将下面全部记录的各行以编号列表给出，空行略去，答案中不要包含图片。

═════ 所给记录 ═════

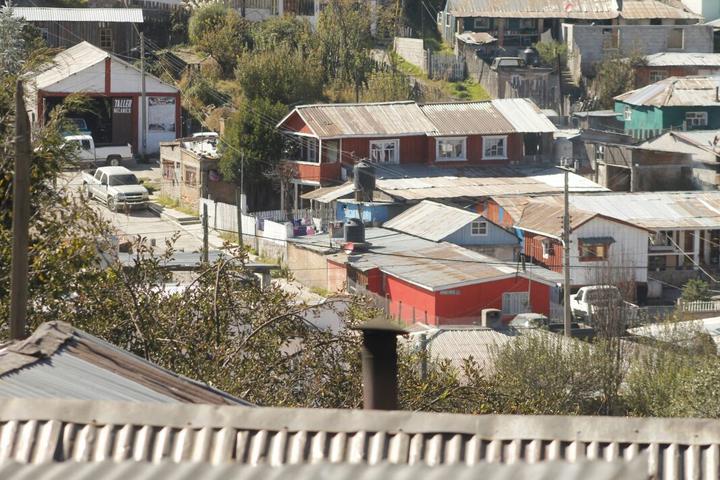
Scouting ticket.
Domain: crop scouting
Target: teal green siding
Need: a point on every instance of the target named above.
(646, 122)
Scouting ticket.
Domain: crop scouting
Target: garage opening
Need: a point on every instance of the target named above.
(108, 120)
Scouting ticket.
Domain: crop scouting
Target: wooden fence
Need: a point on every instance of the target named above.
(699, 306)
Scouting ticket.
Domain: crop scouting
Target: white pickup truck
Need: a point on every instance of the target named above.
(594, 299)
(89, 153)
(117, 187)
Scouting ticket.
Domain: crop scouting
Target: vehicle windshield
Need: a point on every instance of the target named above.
(127, 179)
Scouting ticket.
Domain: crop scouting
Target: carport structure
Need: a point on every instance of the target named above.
(114, 88)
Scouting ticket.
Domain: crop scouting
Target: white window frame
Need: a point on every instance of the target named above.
(696, 119)
(682, 39)
(461, 158)
(627, 113)
(483, 25)
(599, 153)
(547, 247)
(109, 32)
(495, 138)
(478, 228)
(384, 143)
(657, 75)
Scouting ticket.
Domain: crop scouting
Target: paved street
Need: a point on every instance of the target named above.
(145, 222)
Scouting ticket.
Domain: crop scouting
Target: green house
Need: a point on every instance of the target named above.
(675, 103)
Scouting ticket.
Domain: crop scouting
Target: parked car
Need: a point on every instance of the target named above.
(529, 320)
(89, 153)
(117, 187)
(591, 300)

═════

_参考解答:_
1. Scouting ticket.
2. Domain: crop scouting
3. Target: teal green siding
4. Need: a point on every instance of the target named above.
5. (646, 122)
6. Scouting ticket.
7. Domain: crop scouting
8. Target: garage opening
9. Need: a point on every instance of the target named above.
10. (108, 120)
11. Scouting ticket.
12. Domain: crop scouting
13. Target: wooden fence
14. Need: a point on every instance of the target named above.
15. (699, 306)
16. Scouting ticket.
17. Domain: crop scouting
18. Target: white pickup truck
19. Need: a point on every instance of the target named above.
20. (594, 299)
21. (89, 153)
22. (117, 187)
23. Scouting ticket.
24. Domain: crop scouting
25. Target: vehicle windshield
26. Need: a point on every instance of the target named above.
27. (127, 179)
28. Scouting ticket.
29. Domain: crop scouting
30. Target: carport structure
31. Need: a point on every instance of the target named above.
32. (114, 88)
33. Scouting ticket.
34. Domain: crop scouting
35. Target: white window frame
36. Need: a point on every instance of the target named above.
37. (696, 119)
38. (682, 39)
39. (461, 158)
40. (627, 113)
41. (483, 25)
42. (599, 153)
43. (547, 247)
44. (109, 32)
45. (495, 138)
46. (478, 228)
47. (384, 143)
48. (657, 75)
49. Scouting ticket.
50. Domain: crop scouting
51. Target: paved street
52. Need: a point on every instance of the target named above.
53. (145, 222)
54. Scouting ticket.
55. Domain: crop scouting
56. Target: green house
57. Need: a point on every instance of the target named above.
58. (675, 103)
59. Scouting ticket.
60. Domain: crop scouting
61. Target: parked car
62. Need: a point on every instance of the target named above.
63. (529, 320)
64. (89, 153)
65. (117, 187)
66. (591, 300)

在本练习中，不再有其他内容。